One in three American adults has trouble falling or staying asleep at night or waking up too early in the morning. This condition, known as insomnia, affects people of all ages and has many causes. We can have occasional difficulty falling asleep, or it can be a chronic problem.
How we approach the treatment of insomnia is based on how long the problem has been present. Short-term insomnia is usually related to obvious events that affect us, such as illness, personal problems and family issues. Jet lag, shift work and traveling to very high altitudes can also cause difficulty with sleep. Temporary measures such as sleeping aids (medication) and emotional support are usually all that is required to address the insomnia.
Chronic insomnia (lasting more than one month) can lead to serious problems with drowsiness, irritability and depression. In this case a multi-faceted approach to treatment is needed. To develop an effective treatment plan tailored to the individual, it is important to recognize the pattern of the insomnia that is involved.

EXERCISE TASKS -
1 - In the passage on insomnia, how long must insomnia last to count as chronic?
2 - Continue the passage on insomnia from the point where it stops.

PROVIDED MATERIAL -
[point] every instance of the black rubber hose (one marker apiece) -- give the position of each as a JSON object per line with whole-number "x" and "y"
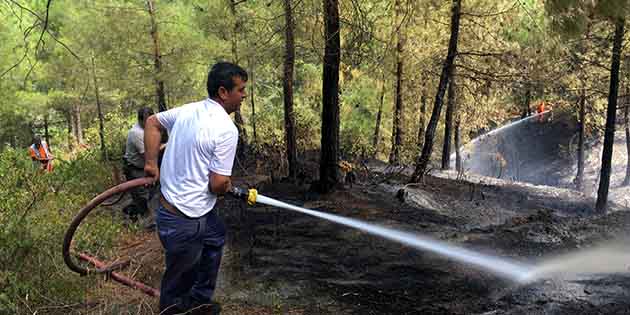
{"x": 67, "y": 240}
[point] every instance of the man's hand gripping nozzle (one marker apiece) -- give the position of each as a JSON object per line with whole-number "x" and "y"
{"x": 245, "y": 195}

WRITTEN RESPONSES -
1 - More than one month.

2 -
Patterns of Insomnia
Difficulty falling or staying asleep is a common problem, but one that can often be helped. The first step is to analyze the problem itself. Insomnia is easier to understand when it is broken down into individual problems. For example, when does it occur–once or twice a week or every night? Is the problem falling asleep, staying asleep or both? Is the person able to fall asleep only to wake some time during sleep and then is unable to fall back to sleep? Or is the problem waking too early in the morning and being unable to go back to sleep?
Knowing a person’s individual pattern(s) of insomnia helps the sleep physician and patient determine the possible cause(s) for the insomnia which in turn directs the course of treatment.
Not able to fall asleep?
Personal problems and anxieties affect all of us from time to time and can result in difficulty falling asleep. There are other common reasons for having trouble falling asleep such as attempting to sleep at a time that is not appropriate for your body’s internal clock. Those who have trouble getting comfortable in bed because of conditions like Restless Legs Syndrome or chronic pain also experience insomnia. Other issues that might need to be addressed are prescription medications, the use of stimulants like caffeine, gastric reflux and poor sleeping environment to name a few.
Not able to stay asleep?
As with difficulty falling asleep, those who are unable to stay asleep might have problems with chronic pain, the use of stimulants (caffeine) or depressants (alcohol), and poor sleeping environment. In addition, a disorder such as Periodic Limb Movements or depression may be the culprit.
What can you do?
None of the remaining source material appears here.